Selected excerpt:
_ _ _ _
Help! I’m Living With Criminals

Help! If you’re reading this, please send help. I’m trapped. I’ve locked myself in the master bathroom, but that’s not the problem. The problem is lurking just outside the bathroom door, waiting for me to come out so that they can terrorize me some more. Armed with a relentlessness that would have made Al Capone proud, they refuse to budge until I meet all of their demands. They are…my children.

I’ve escaped to the bathroom for sanctuary, like so many father’s before me, and for sixty blissful seconds all was quiet. Then the boy figured out where I was and came knocking. Maybe if I stay quiet he’ll think the bathroom magically locked itself on its own. “Come on Dad, I know you’re in there.” Shit! Ok just stay quiet. Let’s see if he gives up. More knocking. “Dad, I want to take a shower.” The sheer audacity of this request has my mind doing somersaults, making it impossible for me not to talk. That’s the genius of unreasonable demands. I remind him that he has his own bathroom and that my shower is for ME. That’s why I call it, MY SHOWER.

He lingers outside the door, mulling this over. “But I don’t like my shower,” he says. Another moment passes and before I can suggest the outdoor hose as an alternative, I hear him shuffle out of my bedroom mumbling “okay,” and if I’m not mistaken, “I’ll wait.” Relentless. When did “no” become such a difficult concept for American children to understand?
_ _ _ _
Written instruction 1: Decide whether each statement agrees with the bathroom passage, answering yes or no and quoting the words that settle it: (a) The narrator is locked in the master bathroom. (b) The child asks to take a bath. (c) The narrator suggests the outdoor hose to the child.
Written instruction 2: Copy out the bathroom passage word for word from "I’ve escaped to" to "it, MY SHOWER.".
The data that follows has no connection to the bathroom passage above.
_ _ _ _
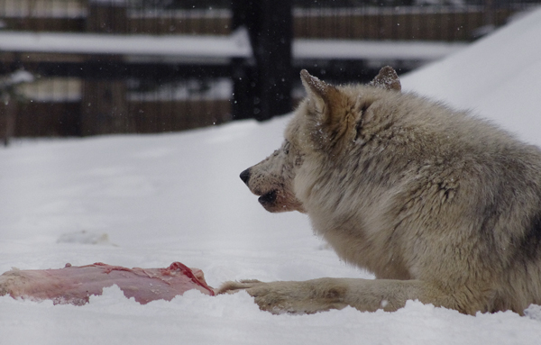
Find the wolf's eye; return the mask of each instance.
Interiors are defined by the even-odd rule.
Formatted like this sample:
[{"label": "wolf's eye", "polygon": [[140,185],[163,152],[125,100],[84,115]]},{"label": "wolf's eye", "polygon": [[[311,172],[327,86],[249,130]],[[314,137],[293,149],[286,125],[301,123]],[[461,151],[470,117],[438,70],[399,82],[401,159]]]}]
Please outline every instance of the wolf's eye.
_ _ _ _
Complete output 1:
(a) Yes: "I’ve locked myself in the master bathroom"
(b) No: "Dad, I want to take a shower."
(c) No: "before I can suggest the outdoor hose as an alternative"

Complete output 2:
I’ve escaped to the bathroom for sanctuary, like so many father’s before me, and for sixty blissful seconds all was quiet. Then the boy figured out where I was and came knocking. Maybe if I stay quiet he’ll think the bathroom magically locked itself on its own. “Come on Dad, I know you’re in there.” Shit! Ok just stay quiet. Let’s see if he gives up. More knocking. “Dad, I want to take a shower.” The sheer audacity of this request has my mind doing somersaults, making it impossible for me not to talk. That’s the genius of unreasonable demands. I remind him that he has his own bathroom and that my shower is for ME. That’s why I call it, MY SHOWER.